▶ _WHAT YOU WILL DO_: Render each line of the items that follow as a numbered list, omitting any blank lines.

(Extracted data entries)
^^^^^^^^^^^^^^^^
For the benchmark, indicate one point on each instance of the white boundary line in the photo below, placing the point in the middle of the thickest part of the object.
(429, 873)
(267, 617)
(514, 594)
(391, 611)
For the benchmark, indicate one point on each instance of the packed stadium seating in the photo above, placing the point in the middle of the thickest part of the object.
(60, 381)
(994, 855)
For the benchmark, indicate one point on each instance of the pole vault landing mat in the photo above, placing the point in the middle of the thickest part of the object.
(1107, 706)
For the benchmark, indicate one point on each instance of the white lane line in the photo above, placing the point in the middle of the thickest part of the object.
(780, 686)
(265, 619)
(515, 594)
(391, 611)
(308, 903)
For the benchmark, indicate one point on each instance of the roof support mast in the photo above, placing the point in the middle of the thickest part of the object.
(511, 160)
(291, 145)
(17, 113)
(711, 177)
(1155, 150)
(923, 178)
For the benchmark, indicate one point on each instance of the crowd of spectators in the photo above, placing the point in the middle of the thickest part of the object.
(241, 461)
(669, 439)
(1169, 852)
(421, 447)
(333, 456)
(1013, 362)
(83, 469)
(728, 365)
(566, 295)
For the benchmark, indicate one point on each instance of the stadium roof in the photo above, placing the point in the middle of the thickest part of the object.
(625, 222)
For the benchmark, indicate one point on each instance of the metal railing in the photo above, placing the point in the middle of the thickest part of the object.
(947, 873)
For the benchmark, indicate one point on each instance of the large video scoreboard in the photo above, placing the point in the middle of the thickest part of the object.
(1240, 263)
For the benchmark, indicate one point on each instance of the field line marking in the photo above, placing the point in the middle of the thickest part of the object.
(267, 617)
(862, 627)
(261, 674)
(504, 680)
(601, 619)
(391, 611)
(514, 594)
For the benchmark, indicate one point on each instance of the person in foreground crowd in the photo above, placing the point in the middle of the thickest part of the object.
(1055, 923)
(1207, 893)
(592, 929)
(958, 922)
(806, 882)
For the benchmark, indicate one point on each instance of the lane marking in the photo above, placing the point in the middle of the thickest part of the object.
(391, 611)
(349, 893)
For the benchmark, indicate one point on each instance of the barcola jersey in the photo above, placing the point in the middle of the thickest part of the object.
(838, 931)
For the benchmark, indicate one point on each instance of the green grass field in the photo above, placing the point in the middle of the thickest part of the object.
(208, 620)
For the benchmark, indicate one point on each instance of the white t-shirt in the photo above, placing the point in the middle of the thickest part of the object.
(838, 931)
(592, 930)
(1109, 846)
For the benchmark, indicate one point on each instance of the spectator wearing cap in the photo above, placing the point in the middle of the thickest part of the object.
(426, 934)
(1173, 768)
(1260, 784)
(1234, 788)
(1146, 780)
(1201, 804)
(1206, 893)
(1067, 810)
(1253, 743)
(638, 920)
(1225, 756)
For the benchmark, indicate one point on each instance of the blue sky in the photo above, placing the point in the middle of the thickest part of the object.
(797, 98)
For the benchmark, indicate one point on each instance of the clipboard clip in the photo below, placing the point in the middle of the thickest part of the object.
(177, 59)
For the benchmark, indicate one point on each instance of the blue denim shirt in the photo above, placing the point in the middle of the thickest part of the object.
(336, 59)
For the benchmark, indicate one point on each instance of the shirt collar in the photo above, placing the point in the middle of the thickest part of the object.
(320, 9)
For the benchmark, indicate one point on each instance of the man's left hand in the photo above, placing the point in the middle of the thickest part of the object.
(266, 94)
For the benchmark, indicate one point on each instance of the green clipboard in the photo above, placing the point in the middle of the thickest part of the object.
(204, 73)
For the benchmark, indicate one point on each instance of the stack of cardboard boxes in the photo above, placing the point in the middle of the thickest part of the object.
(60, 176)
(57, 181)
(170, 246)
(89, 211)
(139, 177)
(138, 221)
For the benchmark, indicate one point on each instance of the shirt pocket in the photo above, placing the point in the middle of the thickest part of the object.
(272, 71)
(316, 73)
^^^^^^^^^^^^^^^^
▶ _OUTPUT OF THE TASK_:
1. For the benchmark, indicate one point on each instance of the white boundary line in the photo below, placing the point in the middle of the thickest part of the object.
2. (429, 873)
3. (267, 617)
4. (514, 594)
5. (391, 611)
6. For the benchmark, indicate one point on each instance of the packed stadium seating in the photo above, placing the point in the middle of the thickest part of the object.
7. (60, 381)
8. (994, 855)
9. For the benchmark, indicate one point on each instance of the pole vault landing mat in the photo above, placing the point in the middle of the thickest part of the object.
10. (1107, 706)
11. For the benchmark, indicate one point on each instance of the white lane line in the photo above, placing the point in the middle of the thickest part of the object.
12. (780, 686)
13. (265, 619)
14. (515, 594)
15. (391, 611)
16. (308, 903)
17. For the benchmark, indicate one point on each instance of the roof support mast in the photo above, placing the point in the middle of the thickest part of the object.
18. (511, 160)
19. (291, 145)
20. (17, 113)
21. (711, 177)
22. (1155, 150)
23. (923, 178)
24. For the benchmark, indicate one point on each instance of the crowd of spectators in the photo above, placing the point in the middle of the thickest part of the object.
25. (241, 461)
26. (669, 439)
27. (1169, 852)
28. (421, 447)
29. (333, 456)
30. (1013, 362)
31. (83, 469)
32. (728, 365)
33. (566, 295)
34. For the benchmark, indicate one point on each instance of the stadium roof in the photo above, placing the point in the middle of the thickest part of the object.
35. (625, 222)
36. For the benchmark, indicate one point on each instance of the metal railing in the photo above, placing the point in the middle of the thickest part of the object.
37. (947, 873)
38. For the benchmark, indicate one point on each instance of the large video scoreboard in the photo above, placing the point in the middle of the thickest part of the object.
39. (1240, 263)
40. For the benchmark, indicate one point on each instance of the field line marking in the photo above, placing the point in the middle of the thickest part of the object.
41. (267, 617)
42. (862, 627)
43. (261, 674)
44. (504, 680)
45. (601, 619)
46. (391, 611)
47. (514, 594)
48. For the benchmark, indicate one point on each instance of the person in foreground crowd in the photo above, placing the point in the middle of the thickest part of the object.
49. (1055, 923)
50. (1207, 893)
51. (592, 929)
52. (958, 922)
53. (806, 882)
54. For the benchmark, indicate one point on each instance of the lane marking in the photo above, placing the point in the middle of the thickest part of the object.
55. (391, 611)
56. (349, 893)
57. For the benchmark, indicate one point on each instance of the barcola jersey in the photo above, placing the point in the middle of the thickest part of the object.
58. (838, 931)
59. For the benchmark, indicate one point on each instance of the green grass field in the photo above, placing the point in the middle of the thickest part of the object.
60. (208, 620)
61. For the benchmark, indicate one point on each instance of the white t-shirt in the photo above, placing the point in the middle of the thickest part of the object.
62. (838, 931)
63. (592, 930)
64. (1109, 846)
65. For the benchmark, indicate one point on each instance of the spectator wearing cap in the photo above, placing the point in the middle of the thickest part of the object.
66. (426, 934)
67. (1173, 768)
68. (1260, 784)
69. (1234, 788)
70. (1146, 780)
71. (1201, 804)
72. (1206, 893)
73. (1067, 810)
74. (1253, 743)
75. (638, 920)
76. (1225, 756)
77. For the benchmark, indicate one point on each instance of the blue sky in the photo above, placing the point in the middle of the thickest part of the object.
78. (797, 98)
79. For the benchmark, indicate one point on each instance of the clipboard clip in the photo below, placing the point in the middle of the thickest part of the object.
80. (177, 59)
81. For the benchmark, indicate one point on each instance of the blue denim shirt in the photo above, placing the point in the middle of the thickest part of the object.
82. (336, 59)
83. For the benchmark, indicate one point on each instance of the shirt collar in the photo above, placing the point in the middle of the thickest part of the object.
84. (320, 9)
85. For the benchmark, indicate one point on each instance of the man's left hand in the photo above, placing the point in the middle of the thickest part of the object.
86. (266, 94)
87. For the benchmark, indicate one point on each instance of the green clipboard in the photo above, placing the point in the middle of the thickest part of the object.
88. (204, 73)
89. For the benchmark, indicate one point on each instance of the stack of cardboard boxes in the photo above, placing the point in the middle of the thickest part of the object.
90. (60, 176)
91. (57, 181)
92. (170, 246)
93. (89, 211)
94. (139, 177)
95. (138, 221)
96. For the benchmark, indicate one point on each instance of the shirt pocket in the photo above, placing the point in the middle of the thickest part of the object.
97. (272, 71)
98. (316, 73)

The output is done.